TEXT BLOCK =>
------------------------------------

Summary
reversing and remanding a judgment based on an appraisal award where the appraisal award resulted from mistake
Summary of this case from In re PoolOpinion
No. 07-18-00204-CV
06-21-2019
On Appeal from the 181st District Court Potter County, Texas
Trial Court No. 104,412-B, Honorable John B. Board, Presiding
MEMORANDUM OPINION
Before QUINN, C.J., and CAMPBELL and PIRTLE, JJ.
United Fire & Casualty Company (United Fire) appeals from the trial court's summary judgment granted in favor of Gossetts, Inc. (Gossetts). The suit arose from a dispute regarding payment for loss allegedly caused by a May 2013 hailstorm. The loss encompassed damage to the roof of a building that Gossetts owned. United Fire questioned whether the storm caused any damage to the roof, but upon reserving that position, it agreed to submit the claim to appraisal in accordance with the terms of the insurance policy. Appraisers were selected, as was an umpire. The latter subsequently issued an appraisal award in the approximate amount of $212,000, to which award Gossetts' appraiser agreed. As this process was occurring, so too was litigation initiated by Gossetts against United Fire. The former had sued the latter, averring causes of action arising from the common law and statute and pertaining to United Fire's failure to pay the insurance claim. United Fire would eventually counterclaim for a declaratory judgment negating the appraisal due to various purported errors in the appraisal process. The validity of the appraisal award underlies this appeal.

------------------------------------

SET TASK A => In the insurance appeal opinion, why did United Fire counterclaim for a declaratory judgment? Answer in one to three sentences.
SET TASK B => Rewrite the paragraph of the insurance appeal opinion that begins "United Fire & Casualty Company (United Fire) appeals" as a short list, keeping its main facts.
SET TASK C =>
Answer these questions from the insurance appeal opinion:
(i) From which court is the appeal taken?
(ii) What was the approximate amount of the appraisal award?
(iii) When did the hailstorm occur?
None of the data after this text is needed for the work here.

(Rows from a pointing dataset)

------------------------------------

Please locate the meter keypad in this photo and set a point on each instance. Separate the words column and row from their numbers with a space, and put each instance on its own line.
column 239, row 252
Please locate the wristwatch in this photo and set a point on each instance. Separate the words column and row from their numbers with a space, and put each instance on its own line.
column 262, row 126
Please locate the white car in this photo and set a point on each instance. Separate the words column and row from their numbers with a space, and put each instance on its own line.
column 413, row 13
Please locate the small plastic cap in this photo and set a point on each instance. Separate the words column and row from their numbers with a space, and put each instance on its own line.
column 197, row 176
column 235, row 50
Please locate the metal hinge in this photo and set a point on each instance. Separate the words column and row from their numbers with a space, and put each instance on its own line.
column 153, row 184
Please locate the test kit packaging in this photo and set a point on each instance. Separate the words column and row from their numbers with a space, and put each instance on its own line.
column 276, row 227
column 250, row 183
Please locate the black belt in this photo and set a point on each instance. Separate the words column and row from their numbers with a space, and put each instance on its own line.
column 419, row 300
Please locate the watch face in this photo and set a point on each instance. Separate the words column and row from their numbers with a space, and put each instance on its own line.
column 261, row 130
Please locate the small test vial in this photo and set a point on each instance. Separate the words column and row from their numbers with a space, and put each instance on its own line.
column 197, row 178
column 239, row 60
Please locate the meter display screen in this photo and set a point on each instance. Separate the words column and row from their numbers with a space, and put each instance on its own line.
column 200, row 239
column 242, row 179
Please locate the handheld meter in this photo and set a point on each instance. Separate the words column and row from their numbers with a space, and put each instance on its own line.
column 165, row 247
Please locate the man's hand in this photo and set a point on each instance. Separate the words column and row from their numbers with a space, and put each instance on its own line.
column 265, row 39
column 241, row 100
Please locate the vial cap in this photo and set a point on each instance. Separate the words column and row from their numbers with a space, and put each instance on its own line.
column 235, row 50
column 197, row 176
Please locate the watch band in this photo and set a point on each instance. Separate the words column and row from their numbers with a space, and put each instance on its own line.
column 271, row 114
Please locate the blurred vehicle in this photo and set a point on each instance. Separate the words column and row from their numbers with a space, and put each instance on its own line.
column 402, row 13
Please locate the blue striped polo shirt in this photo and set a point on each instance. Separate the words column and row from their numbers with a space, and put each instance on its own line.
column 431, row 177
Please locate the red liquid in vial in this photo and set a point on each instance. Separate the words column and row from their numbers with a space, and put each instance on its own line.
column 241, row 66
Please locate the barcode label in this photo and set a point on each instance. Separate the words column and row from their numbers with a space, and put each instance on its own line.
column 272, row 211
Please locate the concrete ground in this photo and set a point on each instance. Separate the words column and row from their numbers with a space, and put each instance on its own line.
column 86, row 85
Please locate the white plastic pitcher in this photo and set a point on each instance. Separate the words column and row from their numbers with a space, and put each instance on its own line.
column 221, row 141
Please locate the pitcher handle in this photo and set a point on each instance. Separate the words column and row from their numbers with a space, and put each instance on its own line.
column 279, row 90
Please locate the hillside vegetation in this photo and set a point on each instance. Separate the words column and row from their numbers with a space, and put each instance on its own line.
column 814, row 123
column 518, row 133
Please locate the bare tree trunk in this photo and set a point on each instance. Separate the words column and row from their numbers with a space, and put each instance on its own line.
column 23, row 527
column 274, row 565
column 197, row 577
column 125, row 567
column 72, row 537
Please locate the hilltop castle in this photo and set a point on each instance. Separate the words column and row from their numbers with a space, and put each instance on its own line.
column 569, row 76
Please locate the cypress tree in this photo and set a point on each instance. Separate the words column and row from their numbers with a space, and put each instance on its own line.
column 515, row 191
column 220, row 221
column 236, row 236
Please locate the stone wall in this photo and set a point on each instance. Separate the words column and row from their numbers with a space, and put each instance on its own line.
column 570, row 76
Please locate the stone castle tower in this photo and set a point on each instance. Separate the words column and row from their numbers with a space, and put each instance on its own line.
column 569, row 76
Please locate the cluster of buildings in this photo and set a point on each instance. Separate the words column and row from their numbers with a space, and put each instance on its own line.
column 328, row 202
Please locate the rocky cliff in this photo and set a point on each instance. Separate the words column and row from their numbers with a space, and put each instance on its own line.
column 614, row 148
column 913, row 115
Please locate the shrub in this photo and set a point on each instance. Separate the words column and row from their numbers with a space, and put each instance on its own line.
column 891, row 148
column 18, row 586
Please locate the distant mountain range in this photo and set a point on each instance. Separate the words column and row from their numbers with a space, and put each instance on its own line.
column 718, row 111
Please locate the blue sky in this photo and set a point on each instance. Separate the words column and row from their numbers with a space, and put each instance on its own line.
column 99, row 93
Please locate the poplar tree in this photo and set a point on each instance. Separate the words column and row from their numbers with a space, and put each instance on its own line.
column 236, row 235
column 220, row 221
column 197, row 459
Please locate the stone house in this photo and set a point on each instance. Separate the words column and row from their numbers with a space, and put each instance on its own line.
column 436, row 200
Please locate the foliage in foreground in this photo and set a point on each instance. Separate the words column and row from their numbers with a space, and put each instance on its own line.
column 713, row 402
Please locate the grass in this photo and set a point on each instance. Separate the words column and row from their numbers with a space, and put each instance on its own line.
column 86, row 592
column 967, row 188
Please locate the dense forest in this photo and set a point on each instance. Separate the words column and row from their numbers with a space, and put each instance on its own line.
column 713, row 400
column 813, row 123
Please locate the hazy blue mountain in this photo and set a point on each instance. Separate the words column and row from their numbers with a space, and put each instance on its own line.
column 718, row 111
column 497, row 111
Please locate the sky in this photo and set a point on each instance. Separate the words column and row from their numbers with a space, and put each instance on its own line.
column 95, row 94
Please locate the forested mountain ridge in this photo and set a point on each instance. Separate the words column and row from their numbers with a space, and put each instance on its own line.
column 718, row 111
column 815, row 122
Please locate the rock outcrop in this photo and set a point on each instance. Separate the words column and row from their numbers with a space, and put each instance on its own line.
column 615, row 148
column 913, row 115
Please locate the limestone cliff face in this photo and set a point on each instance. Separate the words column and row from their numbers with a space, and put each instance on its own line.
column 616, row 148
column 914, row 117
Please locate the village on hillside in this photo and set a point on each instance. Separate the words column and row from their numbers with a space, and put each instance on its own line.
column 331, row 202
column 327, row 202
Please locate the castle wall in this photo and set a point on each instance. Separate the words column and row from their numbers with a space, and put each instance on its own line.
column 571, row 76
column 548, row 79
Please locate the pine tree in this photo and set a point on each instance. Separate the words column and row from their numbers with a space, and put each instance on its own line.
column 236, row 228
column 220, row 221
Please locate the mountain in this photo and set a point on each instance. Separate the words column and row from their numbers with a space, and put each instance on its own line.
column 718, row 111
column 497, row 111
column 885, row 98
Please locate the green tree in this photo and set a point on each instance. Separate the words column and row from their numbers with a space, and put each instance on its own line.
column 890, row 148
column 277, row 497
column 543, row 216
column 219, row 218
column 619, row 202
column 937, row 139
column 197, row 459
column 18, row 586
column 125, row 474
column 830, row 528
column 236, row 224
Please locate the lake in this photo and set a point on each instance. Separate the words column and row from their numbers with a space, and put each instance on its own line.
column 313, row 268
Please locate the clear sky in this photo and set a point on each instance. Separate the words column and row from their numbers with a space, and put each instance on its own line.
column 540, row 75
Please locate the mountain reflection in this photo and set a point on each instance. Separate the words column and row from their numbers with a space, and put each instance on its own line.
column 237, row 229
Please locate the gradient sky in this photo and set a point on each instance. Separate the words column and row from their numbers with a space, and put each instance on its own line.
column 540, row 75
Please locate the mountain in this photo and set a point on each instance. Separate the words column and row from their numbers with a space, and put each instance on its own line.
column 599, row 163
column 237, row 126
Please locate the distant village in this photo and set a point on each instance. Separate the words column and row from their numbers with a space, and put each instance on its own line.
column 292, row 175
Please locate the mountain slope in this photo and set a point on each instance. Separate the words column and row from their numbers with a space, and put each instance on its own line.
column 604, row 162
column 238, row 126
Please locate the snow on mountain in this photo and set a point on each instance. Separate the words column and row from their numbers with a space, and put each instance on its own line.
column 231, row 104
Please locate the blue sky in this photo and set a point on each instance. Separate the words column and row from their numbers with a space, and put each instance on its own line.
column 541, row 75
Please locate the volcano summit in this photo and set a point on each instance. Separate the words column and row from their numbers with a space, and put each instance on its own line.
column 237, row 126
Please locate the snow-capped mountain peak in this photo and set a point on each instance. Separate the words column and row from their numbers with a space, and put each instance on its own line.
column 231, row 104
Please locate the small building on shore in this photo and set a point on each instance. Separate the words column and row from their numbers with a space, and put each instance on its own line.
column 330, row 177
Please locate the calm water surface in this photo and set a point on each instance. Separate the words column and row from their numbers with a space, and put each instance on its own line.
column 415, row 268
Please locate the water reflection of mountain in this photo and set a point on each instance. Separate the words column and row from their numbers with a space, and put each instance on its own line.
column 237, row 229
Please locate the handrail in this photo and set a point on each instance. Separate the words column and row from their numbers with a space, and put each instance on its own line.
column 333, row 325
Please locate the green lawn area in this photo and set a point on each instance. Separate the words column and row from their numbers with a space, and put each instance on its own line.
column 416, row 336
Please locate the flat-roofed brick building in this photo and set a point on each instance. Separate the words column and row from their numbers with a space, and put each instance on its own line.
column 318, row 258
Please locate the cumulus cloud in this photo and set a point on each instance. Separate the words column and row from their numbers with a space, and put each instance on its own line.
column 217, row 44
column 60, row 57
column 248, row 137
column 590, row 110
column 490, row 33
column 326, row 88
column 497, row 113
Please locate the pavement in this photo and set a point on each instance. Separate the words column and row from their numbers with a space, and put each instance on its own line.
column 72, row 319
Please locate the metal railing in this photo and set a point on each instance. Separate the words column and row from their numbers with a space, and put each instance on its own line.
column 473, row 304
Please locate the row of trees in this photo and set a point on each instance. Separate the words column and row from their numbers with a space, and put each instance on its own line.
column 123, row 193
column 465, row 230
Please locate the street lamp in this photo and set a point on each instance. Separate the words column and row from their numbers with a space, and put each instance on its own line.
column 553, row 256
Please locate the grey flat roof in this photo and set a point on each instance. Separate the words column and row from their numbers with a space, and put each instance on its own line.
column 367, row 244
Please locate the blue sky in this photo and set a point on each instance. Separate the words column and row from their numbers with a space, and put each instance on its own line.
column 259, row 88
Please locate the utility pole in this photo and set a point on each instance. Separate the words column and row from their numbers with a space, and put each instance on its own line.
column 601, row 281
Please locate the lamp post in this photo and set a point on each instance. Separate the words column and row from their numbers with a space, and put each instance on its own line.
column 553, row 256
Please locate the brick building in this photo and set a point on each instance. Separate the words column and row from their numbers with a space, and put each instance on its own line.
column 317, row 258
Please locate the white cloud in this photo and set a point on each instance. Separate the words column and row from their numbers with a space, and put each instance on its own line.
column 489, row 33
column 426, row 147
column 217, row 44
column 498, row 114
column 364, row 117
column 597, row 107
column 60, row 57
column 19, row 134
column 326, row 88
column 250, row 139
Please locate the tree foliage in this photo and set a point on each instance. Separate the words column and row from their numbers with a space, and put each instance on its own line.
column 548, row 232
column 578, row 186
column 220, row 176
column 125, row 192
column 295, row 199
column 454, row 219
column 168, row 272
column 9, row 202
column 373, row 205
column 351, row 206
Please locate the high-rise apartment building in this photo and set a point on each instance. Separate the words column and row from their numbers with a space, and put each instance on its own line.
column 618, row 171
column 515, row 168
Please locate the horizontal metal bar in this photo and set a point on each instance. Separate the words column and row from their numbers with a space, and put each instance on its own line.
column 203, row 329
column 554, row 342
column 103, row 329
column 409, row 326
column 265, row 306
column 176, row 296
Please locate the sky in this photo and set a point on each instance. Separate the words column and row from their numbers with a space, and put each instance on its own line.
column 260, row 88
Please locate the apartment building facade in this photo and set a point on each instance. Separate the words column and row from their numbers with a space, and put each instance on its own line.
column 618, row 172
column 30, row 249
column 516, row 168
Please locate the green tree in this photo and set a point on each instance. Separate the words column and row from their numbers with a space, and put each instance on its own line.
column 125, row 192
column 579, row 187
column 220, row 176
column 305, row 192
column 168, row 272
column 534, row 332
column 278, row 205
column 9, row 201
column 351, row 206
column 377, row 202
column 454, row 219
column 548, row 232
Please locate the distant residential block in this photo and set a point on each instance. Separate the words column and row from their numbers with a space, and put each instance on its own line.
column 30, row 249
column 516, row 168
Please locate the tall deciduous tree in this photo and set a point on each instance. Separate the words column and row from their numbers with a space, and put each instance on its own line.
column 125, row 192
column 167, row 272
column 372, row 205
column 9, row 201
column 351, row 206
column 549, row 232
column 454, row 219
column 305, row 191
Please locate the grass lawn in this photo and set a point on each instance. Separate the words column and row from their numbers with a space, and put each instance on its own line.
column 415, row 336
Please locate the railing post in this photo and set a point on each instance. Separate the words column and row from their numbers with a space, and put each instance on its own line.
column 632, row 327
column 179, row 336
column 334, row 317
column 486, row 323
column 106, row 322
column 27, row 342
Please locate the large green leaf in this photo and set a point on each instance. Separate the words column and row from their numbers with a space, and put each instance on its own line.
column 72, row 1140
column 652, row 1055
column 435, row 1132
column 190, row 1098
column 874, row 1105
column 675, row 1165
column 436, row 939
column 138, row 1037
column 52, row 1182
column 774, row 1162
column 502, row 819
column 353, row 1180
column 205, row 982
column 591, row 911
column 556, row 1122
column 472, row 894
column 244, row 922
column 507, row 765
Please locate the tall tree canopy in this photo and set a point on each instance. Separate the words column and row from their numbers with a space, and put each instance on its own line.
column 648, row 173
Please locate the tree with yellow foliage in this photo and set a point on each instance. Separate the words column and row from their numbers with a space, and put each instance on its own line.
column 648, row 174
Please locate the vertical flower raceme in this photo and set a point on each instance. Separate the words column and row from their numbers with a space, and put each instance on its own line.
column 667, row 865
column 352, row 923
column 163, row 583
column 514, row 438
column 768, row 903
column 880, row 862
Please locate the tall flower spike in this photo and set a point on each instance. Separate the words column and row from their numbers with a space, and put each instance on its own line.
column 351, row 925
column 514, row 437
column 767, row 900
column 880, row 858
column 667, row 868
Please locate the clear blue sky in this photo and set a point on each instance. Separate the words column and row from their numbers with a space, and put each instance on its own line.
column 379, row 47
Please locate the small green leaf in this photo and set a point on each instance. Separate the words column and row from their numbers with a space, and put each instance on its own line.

------------------------------------

WRITTEN REPLY A => United Fire counterclaimed for a declaratory judgment to negate the appraisal award. It said there were various errors in the appraisal process.

WRITTEN REPLY B =>
- United Fire appeals the trial court's summary judgment in favor of Gossetts.
- The dispute concerns payment for roof damage to a Gossetts building, allegedly caused by a May 2013 hailstorm.
- United Fire doubted that the storm caused any damage. It reserved that position but agreed to appraisal under the insurance policy.
- Appraisers and an umpire were selected. The umpire issued an award of about $212,000, and Gossetts' appraiser agreed to it.
- At the same time, Gossetts sued United Fire under common law and statute over the unpaid claim.
- United Fire counterclaimed for a declaratory judgment negating the appraisal because of alleged errors in the appraisal process.
- The appeal turns on whether the appraisal award is valid.

WRITTEN REPLY C =>
(i) The 181st District Court, Potter County, Texas.
(ii) About $212,000.
(iii) May 2013.